[What is needed] Print, from the listing below, the lines starting at the line containing "Target: snow" and ending at the line containing "Target: tree trunk", exactly as they stand, and print nothing else.

•••••

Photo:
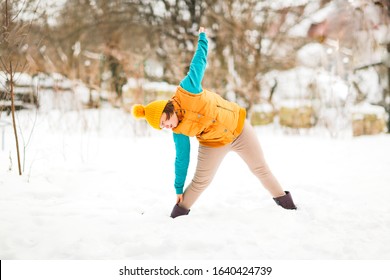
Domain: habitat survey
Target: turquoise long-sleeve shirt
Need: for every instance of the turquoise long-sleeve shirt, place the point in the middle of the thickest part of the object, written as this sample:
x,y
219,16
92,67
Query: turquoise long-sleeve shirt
x,y
192,82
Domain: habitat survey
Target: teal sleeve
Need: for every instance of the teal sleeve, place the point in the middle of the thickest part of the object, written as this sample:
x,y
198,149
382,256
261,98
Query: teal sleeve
x,y
182,145
193,81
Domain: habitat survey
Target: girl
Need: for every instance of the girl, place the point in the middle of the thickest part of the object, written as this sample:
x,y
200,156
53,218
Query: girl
x,y
220,127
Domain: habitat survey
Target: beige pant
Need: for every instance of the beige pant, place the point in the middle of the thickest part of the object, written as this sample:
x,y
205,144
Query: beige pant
x,y
248,148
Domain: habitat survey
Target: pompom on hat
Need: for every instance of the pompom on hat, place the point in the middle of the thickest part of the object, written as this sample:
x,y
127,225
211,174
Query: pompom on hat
x,y
151,112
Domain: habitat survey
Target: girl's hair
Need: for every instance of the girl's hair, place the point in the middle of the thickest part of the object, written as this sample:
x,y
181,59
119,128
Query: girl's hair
x,y
169,109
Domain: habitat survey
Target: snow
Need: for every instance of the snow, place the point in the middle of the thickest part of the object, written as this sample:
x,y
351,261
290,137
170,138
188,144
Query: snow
x,y
93,189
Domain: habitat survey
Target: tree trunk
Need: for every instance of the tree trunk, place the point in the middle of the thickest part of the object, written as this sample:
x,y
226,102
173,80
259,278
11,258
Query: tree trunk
x,y
13,116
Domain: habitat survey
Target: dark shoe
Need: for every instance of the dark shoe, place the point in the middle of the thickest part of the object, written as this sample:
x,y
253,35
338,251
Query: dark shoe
x,y
285,201
179,211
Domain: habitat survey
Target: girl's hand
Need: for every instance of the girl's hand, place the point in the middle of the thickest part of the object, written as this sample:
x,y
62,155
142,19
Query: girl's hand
x,y
179,198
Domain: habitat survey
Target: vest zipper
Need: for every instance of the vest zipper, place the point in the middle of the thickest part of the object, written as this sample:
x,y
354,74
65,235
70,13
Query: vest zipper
x,y
221,107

•••••

[Exercise output]
Target: snow
Need: for every instance of the snow, place the point in the middle of the thickest part of the object, written as this sample:
x,y
351,261
290,137
170,138
188,144
Query: snow
x,y
93,189
Domain: habitat survey
Target: tree trunk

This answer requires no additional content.